### [BUT VISÉ]
Poursuivez le texte sur les centristes et le populisme à partir de sa dernière phrase.

### [EXTRAIT DU DOCUMENT]
Les centristes sont également de farouches opposants aux «mouvements
de foule» venus d’une populace (une multitude plus ou mois organisée) et de sa
traduction politique, le populisme (à noter que le populisme consiste à flatter
– le peuple la populace, la multitude – dans sa définition européenne alors
qu’aux Etats-Unis, il peut être utilisé comme «être proche du peuple» même si,
de plus en plus, il est utilisé dans son acceptation européenne), c'est-à-dire la
reconnaissance qu’un groupe majoritaire ou non soit considéré comme l’expression
de toute la communauté et puisse agir à sa guise, en particulier dans ses pires
travers.
N’oublions que le populisme et la populace (au sens de
mouvement de foule populiste venu du comportement d’une partie ou de la
majorité des citoyens) a permis à Hitler de prendre le pouvoir
démocratiquement.

### [DONNÉES BRUTES]
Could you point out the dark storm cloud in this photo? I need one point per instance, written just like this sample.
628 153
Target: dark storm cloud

### [LE RÉSULTAT]
Staline et Mao ont été pleurés par une très grande partie de
leur peuple que personne n’a contrainte à le faire.
Trump, Poutine, Orban, Erdogan, Salvini ou Duterte ont
séduit leur peuple qui les a portés au pouvoir.
Pour le Centrisme, la démocratie républicaine libérale
représentative forte est la réponse la meilleure.
Mais elle doit être organisée pour éviter le populisme et la
démagogie d’une part et d’autre part pour favoriser la responsabilité et la
protection égale de tous, notamment de la minorité.